_Your task_:
Print word for word the first line of the records below and every following line through the one containing "Task — for every instance of the finger, mark"; print nothing else.

Start of Source records

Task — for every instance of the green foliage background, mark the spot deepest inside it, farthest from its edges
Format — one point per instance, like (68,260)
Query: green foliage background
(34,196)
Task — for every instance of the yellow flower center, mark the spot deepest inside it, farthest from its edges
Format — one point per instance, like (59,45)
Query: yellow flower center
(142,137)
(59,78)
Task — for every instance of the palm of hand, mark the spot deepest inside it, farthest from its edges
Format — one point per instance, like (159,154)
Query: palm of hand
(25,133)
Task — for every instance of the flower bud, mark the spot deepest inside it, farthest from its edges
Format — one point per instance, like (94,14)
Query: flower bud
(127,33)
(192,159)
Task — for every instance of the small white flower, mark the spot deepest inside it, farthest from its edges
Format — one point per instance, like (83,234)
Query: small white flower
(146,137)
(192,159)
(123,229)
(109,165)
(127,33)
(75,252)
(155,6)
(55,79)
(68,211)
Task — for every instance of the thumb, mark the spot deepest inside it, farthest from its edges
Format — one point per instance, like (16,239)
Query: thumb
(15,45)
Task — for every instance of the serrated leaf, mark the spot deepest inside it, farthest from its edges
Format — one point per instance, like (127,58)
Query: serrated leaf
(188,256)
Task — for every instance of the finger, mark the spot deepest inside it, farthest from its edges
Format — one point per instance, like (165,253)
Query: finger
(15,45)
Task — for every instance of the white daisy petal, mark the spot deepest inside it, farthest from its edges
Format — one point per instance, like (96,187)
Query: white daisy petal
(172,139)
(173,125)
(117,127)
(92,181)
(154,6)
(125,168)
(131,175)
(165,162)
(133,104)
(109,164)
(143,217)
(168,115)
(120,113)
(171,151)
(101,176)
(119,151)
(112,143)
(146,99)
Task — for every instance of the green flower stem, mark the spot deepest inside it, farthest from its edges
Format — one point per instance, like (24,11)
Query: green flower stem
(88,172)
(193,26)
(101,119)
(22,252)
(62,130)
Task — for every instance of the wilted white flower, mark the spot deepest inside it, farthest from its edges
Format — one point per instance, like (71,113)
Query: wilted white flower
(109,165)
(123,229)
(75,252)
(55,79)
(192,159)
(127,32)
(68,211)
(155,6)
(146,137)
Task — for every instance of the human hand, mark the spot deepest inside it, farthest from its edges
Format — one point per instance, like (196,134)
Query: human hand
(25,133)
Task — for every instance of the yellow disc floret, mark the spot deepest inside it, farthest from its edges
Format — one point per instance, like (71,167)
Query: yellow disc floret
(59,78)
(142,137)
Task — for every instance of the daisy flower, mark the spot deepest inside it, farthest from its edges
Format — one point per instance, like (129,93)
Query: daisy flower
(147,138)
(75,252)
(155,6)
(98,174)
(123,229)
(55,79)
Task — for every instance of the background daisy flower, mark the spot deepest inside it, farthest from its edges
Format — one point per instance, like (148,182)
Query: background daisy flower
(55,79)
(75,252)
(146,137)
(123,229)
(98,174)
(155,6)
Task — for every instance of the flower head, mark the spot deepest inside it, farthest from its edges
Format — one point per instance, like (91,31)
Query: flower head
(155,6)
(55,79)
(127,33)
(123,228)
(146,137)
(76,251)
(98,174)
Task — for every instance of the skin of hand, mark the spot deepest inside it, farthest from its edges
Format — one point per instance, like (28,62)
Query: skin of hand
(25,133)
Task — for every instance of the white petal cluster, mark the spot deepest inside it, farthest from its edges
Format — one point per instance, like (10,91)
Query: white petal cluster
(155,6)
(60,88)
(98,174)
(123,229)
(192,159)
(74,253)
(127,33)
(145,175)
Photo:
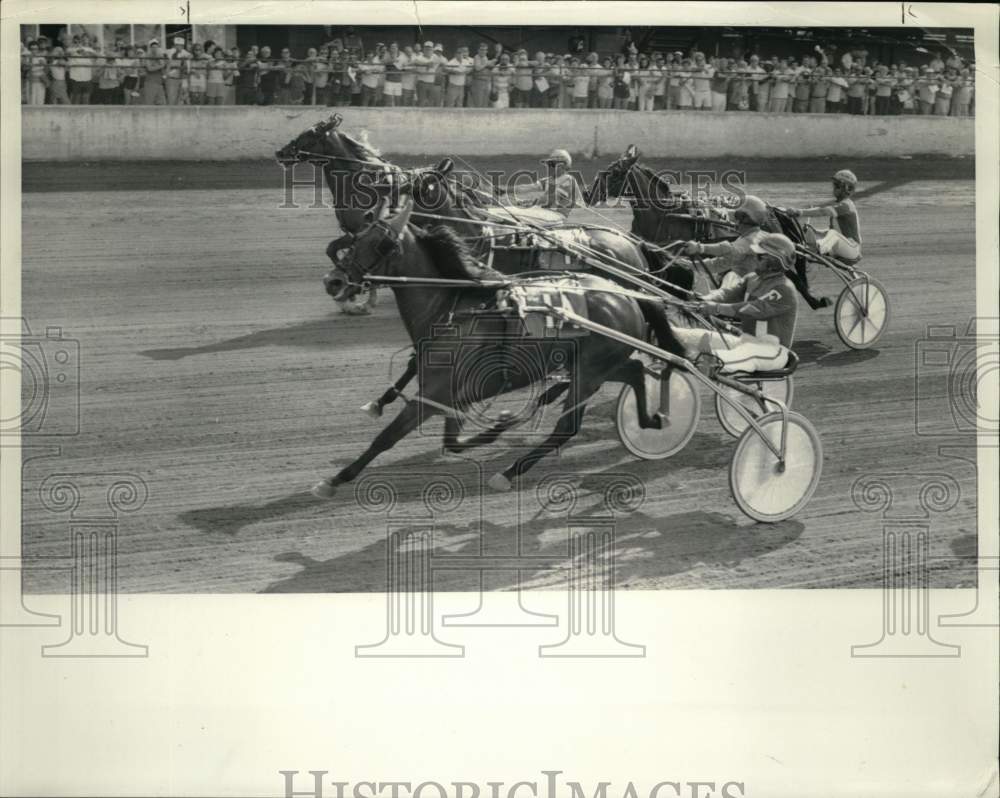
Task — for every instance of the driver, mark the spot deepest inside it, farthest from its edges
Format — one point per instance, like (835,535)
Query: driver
(559,191)
(843,238)
(764,303)
(750,218)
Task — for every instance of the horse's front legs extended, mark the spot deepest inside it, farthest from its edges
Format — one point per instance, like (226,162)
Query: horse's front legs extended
(374,408)
(566,427)
(407,421)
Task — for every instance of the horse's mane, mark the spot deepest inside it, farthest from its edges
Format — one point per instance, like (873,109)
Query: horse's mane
(450,254)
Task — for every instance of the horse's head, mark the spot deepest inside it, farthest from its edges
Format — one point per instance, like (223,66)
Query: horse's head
(442,192)
(376,248)
(615,179)
(313,144)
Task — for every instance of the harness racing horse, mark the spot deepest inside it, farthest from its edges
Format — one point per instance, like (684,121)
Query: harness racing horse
(658,214)
(501,237)
(483,340)
(358,179)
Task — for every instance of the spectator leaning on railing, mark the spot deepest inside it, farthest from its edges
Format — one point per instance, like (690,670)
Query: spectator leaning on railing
(341,73)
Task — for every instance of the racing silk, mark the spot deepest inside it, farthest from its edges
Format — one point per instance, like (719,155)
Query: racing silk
(843,216)
(764,305)
(736,254)
(560,193)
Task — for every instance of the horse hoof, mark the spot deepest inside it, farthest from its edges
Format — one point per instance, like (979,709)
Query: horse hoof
(324,490)
(499,483)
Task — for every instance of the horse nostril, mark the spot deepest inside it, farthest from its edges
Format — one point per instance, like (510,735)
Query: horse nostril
(334,283)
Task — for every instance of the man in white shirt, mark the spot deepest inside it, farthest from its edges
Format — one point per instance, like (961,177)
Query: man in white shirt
(701,74)
(458,69)
(426,63)
(479,95)
(178,60)
(81,70)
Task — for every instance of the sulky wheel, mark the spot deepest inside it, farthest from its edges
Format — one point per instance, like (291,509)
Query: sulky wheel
(732,422)
(680,416)
(862,312)
(762,488)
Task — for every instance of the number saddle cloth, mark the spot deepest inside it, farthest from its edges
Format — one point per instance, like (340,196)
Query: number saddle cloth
(554,248)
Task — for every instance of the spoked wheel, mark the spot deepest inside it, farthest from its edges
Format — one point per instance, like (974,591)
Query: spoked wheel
(862,312)
(762,488)
(732,422)
(681,414)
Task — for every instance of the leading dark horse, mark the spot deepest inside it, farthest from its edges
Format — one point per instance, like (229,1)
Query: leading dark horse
(486,343)
(659,214)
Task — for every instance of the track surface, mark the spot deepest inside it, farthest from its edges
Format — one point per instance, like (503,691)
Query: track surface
(215,368)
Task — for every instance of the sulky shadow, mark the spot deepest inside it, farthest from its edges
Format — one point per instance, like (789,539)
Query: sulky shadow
(646,550)
(821,354)
(314,334)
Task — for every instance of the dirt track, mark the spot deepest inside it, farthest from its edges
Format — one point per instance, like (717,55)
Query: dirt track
(214,367)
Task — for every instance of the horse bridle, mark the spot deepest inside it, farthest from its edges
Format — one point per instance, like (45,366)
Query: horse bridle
(387,249)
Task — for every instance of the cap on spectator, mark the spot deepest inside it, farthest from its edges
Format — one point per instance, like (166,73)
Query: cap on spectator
(847,177)
(559,156)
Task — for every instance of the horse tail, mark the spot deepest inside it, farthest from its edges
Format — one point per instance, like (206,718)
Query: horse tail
(655,315)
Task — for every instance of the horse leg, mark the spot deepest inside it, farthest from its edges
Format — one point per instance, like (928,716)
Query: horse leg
(566,427)
(374,409)
(800,280)
(455,444)
(633,373)
(551,394)
(407,421)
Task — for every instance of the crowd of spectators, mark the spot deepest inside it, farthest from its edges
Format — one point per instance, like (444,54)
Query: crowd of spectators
(344,72)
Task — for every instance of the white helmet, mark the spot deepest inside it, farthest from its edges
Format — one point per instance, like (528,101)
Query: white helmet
(559,156)
(779,247)
(846,177)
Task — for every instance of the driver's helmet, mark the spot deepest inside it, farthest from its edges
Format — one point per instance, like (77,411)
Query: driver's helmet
(559,156)
(779,247)
(847,179)
(751,211)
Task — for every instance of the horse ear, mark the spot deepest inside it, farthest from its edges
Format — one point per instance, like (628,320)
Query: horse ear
(398,221)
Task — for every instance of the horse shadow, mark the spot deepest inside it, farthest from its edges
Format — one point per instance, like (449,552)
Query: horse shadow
(703,451)
(818,353)
(313,334)
(646,548)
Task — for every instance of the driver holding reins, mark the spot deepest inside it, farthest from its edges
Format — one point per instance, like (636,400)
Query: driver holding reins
(750,217)
(843,239)
(764,303)
(559,191)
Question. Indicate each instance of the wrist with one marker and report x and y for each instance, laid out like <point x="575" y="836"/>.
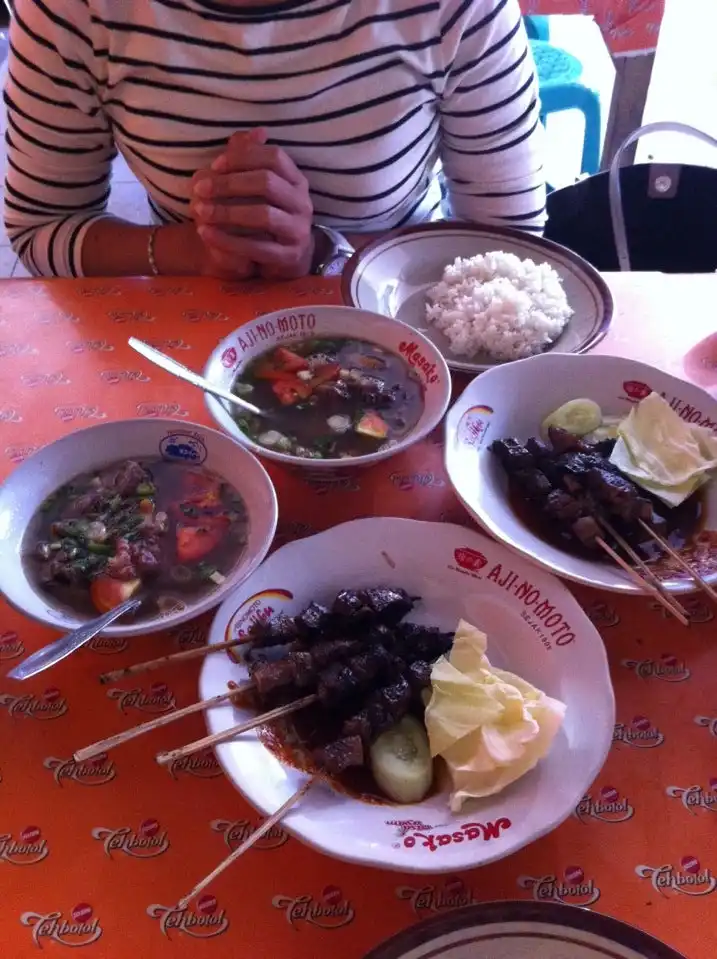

End of Source records

_Response for this exercise_:
Task — for every instance of the green foliage background, mark the spot deepest inside it, farthest from its edges
Format — one point per instance, like (68,260)
Query: green foliage background
(34,196)
Task — for every instance of the yellow flower center, mark the spot deepest inside it, farthest from its edges
Format — one point per instance, like (59,45)
Query: yellow flower center
(142,137)
(59,78)
Task — for every instance of the palm of hand, mark the spot deepest inside it, farthest from its edges
Format — one point per instance, like (159,154)
Query: palm of hand
(25,133)
Task — for every instance of the flower bud, mark the spot deepest inside it, farthest from its edges
Format — one point per instance, like (94,14)
Query: flower bud
(127,33)
(192,159)
Task — for every instance of the small white flower, mark the spot deepest inside it, farthest from its edges
Format — one point per instance, like (83,234)
Query: small white flower
(146,137)
(192,159)
(123,229)
(109,165)
(127,33)
(75,252)
(155,6)
(55,79)
(68,211)
Task — for every instance of the thumb, mark the spot deepest inside it, farthest from its edges
Format — one point per instance, like (16,239)
Query: thumb
(15,45)
Task — for every instance of the serrated leaf, mark the spot deepest inside it, farthest from its edges
Format — one point per instance, like (127,58)
Query: serrated leaf
(188,256)
Task — for every instance of the finger, mark the spot deepest inside it, farthest from its edges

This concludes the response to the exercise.